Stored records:
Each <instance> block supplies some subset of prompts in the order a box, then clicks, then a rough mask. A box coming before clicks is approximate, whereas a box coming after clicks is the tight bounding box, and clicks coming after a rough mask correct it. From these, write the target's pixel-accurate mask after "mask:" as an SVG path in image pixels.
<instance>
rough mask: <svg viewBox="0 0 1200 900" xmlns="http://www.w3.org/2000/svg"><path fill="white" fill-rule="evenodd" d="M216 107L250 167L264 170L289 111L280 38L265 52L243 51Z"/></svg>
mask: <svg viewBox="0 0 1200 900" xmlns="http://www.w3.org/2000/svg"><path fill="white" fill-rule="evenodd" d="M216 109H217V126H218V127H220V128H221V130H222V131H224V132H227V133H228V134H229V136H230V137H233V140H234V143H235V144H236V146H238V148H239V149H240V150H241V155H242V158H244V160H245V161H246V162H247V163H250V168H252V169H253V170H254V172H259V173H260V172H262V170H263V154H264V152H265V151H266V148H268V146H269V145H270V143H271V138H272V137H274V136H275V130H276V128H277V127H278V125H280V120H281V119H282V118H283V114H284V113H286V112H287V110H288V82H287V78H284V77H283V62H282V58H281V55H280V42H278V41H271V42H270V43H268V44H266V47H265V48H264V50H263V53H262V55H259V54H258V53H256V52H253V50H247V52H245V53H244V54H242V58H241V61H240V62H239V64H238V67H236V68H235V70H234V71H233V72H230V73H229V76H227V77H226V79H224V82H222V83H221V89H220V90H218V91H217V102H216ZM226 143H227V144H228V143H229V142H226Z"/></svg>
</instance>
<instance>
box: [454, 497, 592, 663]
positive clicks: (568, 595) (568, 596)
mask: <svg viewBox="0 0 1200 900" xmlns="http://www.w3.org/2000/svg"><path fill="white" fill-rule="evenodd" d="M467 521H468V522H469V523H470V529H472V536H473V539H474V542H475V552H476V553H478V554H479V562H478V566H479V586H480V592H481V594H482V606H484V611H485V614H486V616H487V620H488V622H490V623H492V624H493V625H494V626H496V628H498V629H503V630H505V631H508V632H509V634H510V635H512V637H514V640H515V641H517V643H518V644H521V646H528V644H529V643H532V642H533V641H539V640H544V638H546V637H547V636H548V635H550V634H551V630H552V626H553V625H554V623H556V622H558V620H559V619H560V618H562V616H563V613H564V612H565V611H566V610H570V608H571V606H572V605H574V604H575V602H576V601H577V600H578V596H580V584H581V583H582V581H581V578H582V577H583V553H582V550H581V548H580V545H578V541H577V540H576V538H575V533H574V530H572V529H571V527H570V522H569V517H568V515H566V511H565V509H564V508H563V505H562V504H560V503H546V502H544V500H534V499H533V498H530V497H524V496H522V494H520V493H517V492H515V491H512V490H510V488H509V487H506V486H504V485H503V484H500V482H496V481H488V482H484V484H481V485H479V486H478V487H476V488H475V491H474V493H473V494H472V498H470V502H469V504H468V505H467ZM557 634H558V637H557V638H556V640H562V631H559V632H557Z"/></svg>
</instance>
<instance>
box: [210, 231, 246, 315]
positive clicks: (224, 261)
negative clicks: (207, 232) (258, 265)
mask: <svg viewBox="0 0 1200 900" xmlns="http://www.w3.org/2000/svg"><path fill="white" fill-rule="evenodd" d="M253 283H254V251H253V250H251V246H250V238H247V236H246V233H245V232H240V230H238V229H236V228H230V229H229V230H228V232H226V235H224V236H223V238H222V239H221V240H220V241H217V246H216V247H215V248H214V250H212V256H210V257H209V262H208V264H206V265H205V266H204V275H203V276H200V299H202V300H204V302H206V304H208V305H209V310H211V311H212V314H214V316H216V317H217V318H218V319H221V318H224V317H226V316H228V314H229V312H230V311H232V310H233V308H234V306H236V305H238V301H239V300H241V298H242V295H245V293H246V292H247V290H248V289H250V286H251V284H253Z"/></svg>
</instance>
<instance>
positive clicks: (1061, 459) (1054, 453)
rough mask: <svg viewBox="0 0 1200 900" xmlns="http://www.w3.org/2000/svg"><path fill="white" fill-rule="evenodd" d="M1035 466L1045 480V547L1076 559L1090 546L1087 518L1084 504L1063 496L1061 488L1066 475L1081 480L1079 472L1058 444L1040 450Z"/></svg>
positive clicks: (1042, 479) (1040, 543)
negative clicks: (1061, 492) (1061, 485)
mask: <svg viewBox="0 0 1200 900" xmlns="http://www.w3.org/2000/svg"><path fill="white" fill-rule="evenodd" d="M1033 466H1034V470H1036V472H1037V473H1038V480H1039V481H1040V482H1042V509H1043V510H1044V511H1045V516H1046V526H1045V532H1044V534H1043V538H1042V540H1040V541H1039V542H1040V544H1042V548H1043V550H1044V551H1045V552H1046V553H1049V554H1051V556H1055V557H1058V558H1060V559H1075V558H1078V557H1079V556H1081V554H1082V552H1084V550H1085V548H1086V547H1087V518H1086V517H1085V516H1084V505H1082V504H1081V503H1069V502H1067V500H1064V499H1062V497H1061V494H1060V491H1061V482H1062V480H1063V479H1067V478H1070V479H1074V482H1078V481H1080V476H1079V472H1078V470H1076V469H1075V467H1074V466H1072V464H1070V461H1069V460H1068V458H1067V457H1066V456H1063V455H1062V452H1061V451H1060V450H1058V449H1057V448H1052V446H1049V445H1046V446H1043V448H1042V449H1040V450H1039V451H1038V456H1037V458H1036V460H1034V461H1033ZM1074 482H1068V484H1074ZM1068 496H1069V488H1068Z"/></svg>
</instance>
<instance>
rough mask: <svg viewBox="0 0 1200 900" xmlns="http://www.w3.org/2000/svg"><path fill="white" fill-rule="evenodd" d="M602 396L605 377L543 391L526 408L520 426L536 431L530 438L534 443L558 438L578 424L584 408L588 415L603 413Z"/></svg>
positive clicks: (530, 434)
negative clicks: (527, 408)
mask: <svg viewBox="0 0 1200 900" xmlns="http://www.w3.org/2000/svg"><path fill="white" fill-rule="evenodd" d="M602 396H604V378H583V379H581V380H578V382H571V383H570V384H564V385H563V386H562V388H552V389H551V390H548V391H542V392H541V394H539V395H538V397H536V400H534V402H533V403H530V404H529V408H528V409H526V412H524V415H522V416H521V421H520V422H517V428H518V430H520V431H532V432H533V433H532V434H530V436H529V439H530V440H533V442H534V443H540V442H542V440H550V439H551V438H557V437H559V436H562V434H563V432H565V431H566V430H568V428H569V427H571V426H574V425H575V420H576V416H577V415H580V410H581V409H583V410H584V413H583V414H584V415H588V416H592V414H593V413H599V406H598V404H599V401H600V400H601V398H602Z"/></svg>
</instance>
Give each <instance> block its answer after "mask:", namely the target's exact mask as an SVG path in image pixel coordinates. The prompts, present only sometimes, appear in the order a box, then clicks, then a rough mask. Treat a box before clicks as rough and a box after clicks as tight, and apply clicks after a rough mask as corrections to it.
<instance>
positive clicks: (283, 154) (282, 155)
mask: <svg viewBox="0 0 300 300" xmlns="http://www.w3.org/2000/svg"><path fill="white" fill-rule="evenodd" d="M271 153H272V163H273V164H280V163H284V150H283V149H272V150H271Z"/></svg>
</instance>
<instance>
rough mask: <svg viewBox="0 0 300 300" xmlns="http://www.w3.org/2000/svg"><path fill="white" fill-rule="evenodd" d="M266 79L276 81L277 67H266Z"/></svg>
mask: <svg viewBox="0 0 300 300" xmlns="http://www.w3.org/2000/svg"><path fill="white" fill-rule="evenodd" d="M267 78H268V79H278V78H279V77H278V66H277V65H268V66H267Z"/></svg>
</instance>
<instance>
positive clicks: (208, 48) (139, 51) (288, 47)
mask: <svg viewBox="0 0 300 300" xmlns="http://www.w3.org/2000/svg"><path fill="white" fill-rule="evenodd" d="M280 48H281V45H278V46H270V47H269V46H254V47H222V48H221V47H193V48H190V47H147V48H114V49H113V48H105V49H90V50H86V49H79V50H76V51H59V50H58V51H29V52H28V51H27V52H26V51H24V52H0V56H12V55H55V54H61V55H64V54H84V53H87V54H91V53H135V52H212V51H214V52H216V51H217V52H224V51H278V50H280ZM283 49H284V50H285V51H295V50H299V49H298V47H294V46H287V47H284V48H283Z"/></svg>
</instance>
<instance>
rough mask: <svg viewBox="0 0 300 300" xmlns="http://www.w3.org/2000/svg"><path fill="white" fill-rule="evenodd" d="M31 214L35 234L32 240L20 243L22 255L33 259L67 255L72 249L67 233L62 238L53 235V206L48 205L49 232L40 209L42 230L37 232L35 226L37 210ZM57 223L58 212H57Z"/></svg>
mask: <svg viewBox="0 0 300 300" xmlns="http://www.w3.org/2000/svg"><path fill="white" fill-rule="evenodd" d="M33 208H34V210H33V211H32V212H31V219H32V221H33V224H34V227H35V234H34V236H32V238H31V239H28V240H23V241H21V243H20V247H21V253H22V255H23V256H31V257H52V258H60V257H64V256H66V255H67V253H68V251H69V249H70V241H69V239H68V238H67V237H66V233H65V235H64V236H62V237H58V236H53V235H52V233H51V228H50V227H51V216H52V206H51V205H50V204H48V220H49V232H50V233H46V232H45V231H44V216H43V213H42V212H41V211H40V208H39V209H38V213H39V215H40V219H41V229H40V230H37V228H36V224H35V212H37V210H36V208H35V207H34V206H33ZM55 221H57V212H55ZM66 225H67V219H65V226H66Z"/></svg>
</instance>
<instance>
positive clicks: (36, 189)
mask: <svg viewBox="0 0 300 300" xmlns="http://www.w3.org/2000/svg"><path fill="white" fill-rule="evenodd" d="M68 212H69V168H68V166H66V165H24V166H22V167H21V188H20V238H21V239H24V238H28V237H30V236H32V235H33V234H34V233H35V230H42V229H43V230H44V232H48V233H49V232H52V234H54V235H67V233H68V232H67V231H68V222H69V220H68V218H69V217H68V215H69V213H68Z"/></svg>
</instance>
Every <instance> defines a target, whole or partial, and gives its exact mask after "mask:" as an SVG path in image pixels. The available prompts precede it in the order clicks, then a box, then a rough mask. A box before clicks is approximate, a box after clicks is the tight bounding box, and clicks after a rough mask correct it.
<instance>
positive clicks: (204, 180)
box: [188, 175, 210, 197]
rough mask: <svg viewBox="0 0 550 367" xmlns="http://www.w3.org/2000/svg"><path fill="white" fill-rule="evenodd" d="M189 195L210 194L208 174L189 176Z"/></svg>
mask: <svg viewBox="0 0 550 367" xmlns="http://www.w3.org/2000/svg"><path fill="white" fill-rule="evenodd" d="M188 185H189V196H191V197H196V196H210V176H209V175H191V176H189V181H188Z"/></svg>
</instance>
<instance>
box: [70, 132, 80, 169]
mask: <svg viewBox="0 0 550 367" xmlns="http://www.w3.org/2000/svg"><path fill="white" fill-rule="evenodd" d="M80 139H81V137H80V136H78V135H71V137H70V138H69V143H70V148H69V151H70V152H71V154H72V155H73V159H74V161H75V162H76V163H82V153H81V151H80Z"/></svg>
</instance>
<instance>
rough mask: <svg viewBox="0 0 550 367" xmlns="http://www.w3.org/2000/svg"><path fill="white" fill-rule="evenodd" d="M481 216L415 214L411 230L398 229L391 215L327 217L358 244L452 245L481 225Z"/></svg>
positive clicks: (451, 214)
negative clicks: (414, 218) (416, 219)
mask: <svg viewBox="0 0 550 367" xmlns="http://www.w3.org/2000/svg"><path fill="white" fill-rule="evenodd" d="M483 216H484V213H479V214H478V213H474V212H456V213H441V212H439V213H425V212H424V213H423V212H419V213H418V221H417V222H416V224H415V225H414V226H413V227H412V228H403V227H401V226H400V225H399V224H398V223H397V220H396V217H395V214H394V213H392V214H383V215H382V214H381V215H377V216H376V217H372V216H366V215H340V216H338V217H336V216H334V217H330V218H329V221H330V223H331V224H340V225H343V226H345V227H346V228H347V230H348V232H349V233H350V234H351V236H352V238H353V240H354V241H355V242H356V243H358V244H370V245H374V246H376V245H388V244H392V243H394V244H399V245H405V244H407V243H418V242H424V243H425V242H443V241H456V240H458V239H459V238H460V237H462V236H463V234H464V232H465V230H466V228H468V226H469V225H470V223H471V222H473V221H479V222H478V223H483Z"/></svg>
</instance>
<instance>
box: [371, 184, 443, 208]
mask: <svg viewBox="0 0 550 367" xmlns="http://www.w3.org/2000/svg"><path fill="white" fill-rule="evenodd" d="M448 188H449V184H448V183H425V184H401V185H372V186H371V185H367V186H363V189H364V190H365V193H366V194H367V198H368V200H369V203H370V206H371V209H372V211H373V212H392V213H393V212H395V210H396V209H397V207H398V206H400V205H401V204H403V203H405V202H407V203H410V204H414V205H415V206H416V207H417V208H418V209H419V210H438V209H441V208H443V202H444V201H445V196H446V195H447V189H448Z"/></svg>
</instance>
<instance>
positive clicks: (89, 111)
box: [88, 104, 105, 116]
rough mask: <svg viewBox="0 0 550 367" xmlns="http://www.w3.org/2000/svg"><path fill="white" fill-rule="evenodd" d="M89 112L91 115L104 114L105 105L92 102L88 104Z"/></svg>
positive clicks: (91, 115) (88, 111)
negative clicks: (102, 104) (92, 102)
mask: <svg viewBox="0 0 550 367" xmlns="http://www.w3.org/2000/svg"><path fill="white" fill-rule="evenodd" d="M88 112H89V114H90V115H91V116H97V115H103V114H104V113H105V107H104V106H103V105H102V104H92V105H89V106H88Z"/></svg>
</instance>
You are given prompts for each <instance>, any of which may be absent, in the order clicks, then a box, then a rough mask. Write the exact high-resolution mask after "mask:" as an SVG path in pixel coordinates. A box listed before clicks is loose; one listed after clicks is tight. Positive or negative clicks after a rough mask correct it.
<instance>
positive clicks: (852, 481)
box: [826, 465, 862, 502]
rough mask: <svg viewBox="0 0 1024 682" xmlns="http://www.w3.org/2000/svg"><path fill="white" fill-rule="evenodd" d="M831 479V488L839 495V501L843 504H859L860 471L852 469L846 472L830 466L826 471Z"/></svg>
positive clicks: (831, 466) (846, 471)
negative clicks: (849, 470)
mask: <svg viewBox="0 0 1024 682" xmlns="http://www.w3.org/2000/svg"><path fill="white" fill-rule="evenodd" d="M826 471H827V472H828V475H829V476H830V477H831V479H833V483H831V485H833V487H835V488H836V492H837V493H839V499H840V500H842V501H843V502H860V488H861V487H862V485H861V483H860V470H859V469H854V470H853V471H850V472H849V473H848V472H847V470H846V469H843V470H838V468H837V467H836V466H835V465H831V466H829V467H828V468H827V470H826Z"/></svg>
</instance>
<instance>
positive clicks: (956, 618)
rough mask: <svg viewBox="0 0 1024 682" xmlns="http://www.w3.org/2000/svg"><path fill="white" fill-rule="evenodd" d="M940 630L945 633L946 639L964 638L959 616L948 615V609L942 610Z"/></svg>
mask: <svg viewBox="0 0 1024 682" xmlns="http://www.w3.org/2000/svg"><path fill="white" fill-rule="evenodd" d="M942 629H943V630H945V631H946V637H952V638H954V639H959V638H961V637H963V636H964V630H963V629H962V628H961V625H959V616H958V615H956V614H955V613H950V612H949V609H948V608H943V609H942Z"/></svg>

What is needed -
Each line above from the one with "positive clicks: (852, 481)" up to and including the one with "479V488L839 495V501L843 504H859L860" must be set down exactly, and no line outside that span may appear.

Expected answer -
positive clicks: (852, 481)
box: [826, 465, 862, 502]
rough mask: <svg viewBox="0 0 1024 682" xmlns="http://www.w3.org/2000/svg"><path fill="white" fill-rule="evenodd" d="M831 479V488L839 495V501L843 504H859L860 471L852 469L846 472L830 466L826 471Z"/></svg>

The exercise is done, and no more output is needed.